> [SEZIONE DI TESTO]:
═══

Qualche tempo fa,
su ViviTelese, Sergio Buttà ha
pubblicato alcune foto, scattate nella
famosa piscina telesina, che ritraevano alcuni
giovani i quali hanno contribuito a scrivere la
storia dei Goccioloni.
Quelle foto mi
hanno riportato indietro di tanti anni…..I
ricordi e le emozioni del tempo passato mi hanno
spinto a scrivere una paginetta per raccontare
come si svolgeva, più o meno, una mattinata in
piscina.
E’ significativo
che lo spunto sia arrivato da Sergio Buttà il
quale, avendo libero accesso a tutte le
strutture termali,vi trascorreva una buona parte
del suo tempo libero e, pertanto, rimane uno dei
più autorevoli testimoni della “bella epoque”.
‘A piramide:
Una delle attività
più spettacolari e pittoresche, era quella di
costruire una piramide umana composta da 11
elementi: 5 formavano la base ed in genere
venivano utilizzati i ragazzi più robusti come
Tonino Tanzillo, Goffredo Macolino, mio fratello
Gino, i fratelli Pescatore, Giovanni Di Mezza,
Lucio Antinori ecc.; 3 elementi al primo settore
composto da pesi medi, come Fausto Marchione,
Alfonso Bosco, Vittore Pascucci, Sergio Buttà
ecc.; 2 pesi leggeri al secondo settore come
Lenuccio Candela, Gigino Cappelletti, Geppino
Colangelo ecc. ed infine un ragazzo per fare la
punta della piramide.
Questa fase di
rifinitura era la più complicata ed anche la più
pericolosa perché, considerando una altezza
media di mt. 1,70, bisognava arrampicarsi,
utilizzando la tecnica “coscie e spalle”,
fino ad una altezza di 5 mt.; in genere i
sacrificati per arrampicarsi in cima a fare la
punta della piramide eravamo io, Pasquale Viola
e Gianfranco Ciabrelli.
Però che
soddisfazione quando la cosa riusciva!
‘O tuffo ‘a copp’’a
seggia:
Questa pratica fu
introdotta da un abilissimo tuffatore di nome
Lucio Giuliani, un giovane di Napoli che
trascorreva spesso le vacanze a Telese, che
compare proprio in una delle foto pubblicate da
Sergio.
Noi ragazzi
normalmente ci tuffavamo dal pavimento della
piscina finché un bel giorno Lucio, prese una
sedia dalla cabina, ci montò sopra e
rivolgendosi ad uno che gli stava vicino
strillò:
-
Mantiene sta
seggia!…e se vuttaje.
Che stile ragazzi!
Era un bel vedere.
Naturalmente dopo
di lui, cominciammo anche noi a tuffarci dalla
sedia ma, quando eravamo diventati abbastanza
pratici, Lucio mise due sedie una sopra
all’altra e rivolgendosi a quelli che gli
stavano vicino strillò:
- Mantenite sti
seggie!….e se vuttaje. E nuje sempe appriesso a
isso.

═══

(Righe per l'etichettatura delle regioni)

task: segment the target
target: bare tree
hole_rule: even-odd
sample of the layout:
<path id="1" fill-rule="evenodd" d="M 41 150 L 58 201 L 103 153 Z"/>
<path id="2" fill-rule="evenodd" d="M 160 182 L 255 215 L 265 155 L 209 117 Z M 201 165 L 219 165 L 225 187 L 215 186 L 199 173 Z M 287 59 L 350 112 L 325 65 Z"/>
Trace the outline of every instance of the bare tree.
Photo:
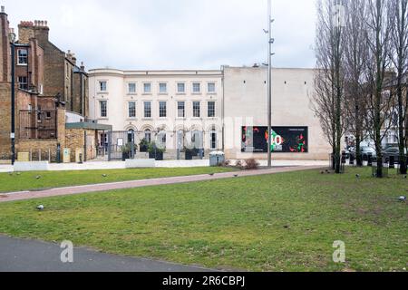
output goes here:
<path id="1" fill-rule="evenodd" d="M 392 83 L 395 90 L 396 107 L 398 118 L 396 120 L 398 128 L 398 145 L 400 149 L 400 173 L 407 173 L 405 149 L 407 142 L 407 130 L 405 126 L 408 100 L 403 95 L 406 92 L 406 75 L 408 66 L 408 0 L 391 0 L 392 20 L 395 27 L 391 34 L 393 52 L 391 59 L 396 71 L 396 80 Z M 405 92 L 407 93 L 407 92 Z"/>
<path id="2" fill-rule="evenodd" d="M 365 41 L 368 47 L 366 79 L 370 89 L 365 98 L 368 130 L 377 154 L 376 177 L 384 177 L 382 142 L 392 121 L 393 95 L 384 92 L 385 77 L 390 69 L 393 20 L 387 0 L 366 0 Z"/>
<path id="3" fill-rule="evenodd" d="M 345 132 L 343 1 L 317 1 L 316 72 L 313 110 L 332 145 L 334 169 L 341 169 L 341 140 Z"/>
<path id="4" fill-rule="evenodd" d="M 364 138 L 364 98 L 367 94 L 365 65 L 366 0 L 347 0 L 345 4 L 345 73 L 346 128 L 355 138 L 357 165 L 363 165 L 360 143 Z"/>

═══

> [COSA FARE]:
1. Estragga dal testo sulla piscina di Telese il passo che va da "Questa fase di" a "la cosa riusciva!".
2. Converta tutte le righe per l'etichettatura delle regioni in un CSV a due colonne, "input" e "output". Ciascuna di esse diventi un record con il proprio testo e la relativa risposta, ognuno in un solo campo tra virgolette e con gli a capo sostituiti da spazi, e le immagini omesse.

> [RISPOSTE PER COMPITO]:
1.
Questa fase di
rifinitura era la più complicata ed anche la più
pericolosa perché, considerando una altezza
media di mt. 1,70, bisognava arrampicarsi,
utilizzando la tecnica “coscie e spalle”,
fino ad una altezza di 5 mt.; in genere i
sacrificati per arrampicarsi in cima a fare la
punta della piramide eravamo io, Pasquale Viola
e Gianfranco Ciabrelli.
Però che
soddisfazione quando la cosa riusciva!

2.
input,output
"task: segment the target target: bare tree hole_rule: even-odd sample of the layout: <path id=""1"" fill-rule=""evenodd"" d=""M 41 150 L 58 201 L 103 153 Z""/> <path id=""2"" fill-rule=""evenodd"" d=""M 160 182 L 255 215 L 265 155 L 209 117 Z M 201 165 L 219 165 L 225 187 L 215 186 L 199 173 Z M 287 59 L 350 112 L 325 65 Z""/> Trace the outline of every instance of the bare tree. Photo: output goes here:","<path id=""1"" fill-rule=""evenodd"" d=""M 392 83 L 395 90 L 396 107 L 398 118 L 396 120 L 398 128 L 398 145 L 400 149 L 400 173 L 407 173 L 405 149 L 407 142 L 407 130 L 405 126 L 408 100 L 403 95 L 406 92 L 406 75 L 408 66 L 408 0 L 391 0 L 392 20 L 395 27 L 391 34 L 393 52 L 391 59 L 396 71 L 396 80 Z M 405 92 L 407 93 L 407 92 Z""/> <path id=""2"" fill-rule=""evenodd"" d=""M 365 41 L 368 47 L 366 79 L 370 89 L 365 98 L 368 130 L 377 154 L 376 177 L 384 177 L 382 142 L 392 121 L 393 95 L 384 92 L 385 77 L 390 69 L 393 20 L 387 0 L 366 0 Z""/> <path id=""3"" fill-rule=""evenodd"" d=""M 345 132 L 343 1 L 317 1 L 316 72 L 313 110 L 332 145 L 334 169 L 341 169 L 341 140 Z""/> <path id=""4"" fill-rule=""evenodd"" d=""M 364 138 L 364 98 L 367 94 L 365 65 L 366 0 L 347 0 L 345 4 L 345 73 L 346 128 L 355 138 L 357 165 L 363 165 L 360 143 Z""/>"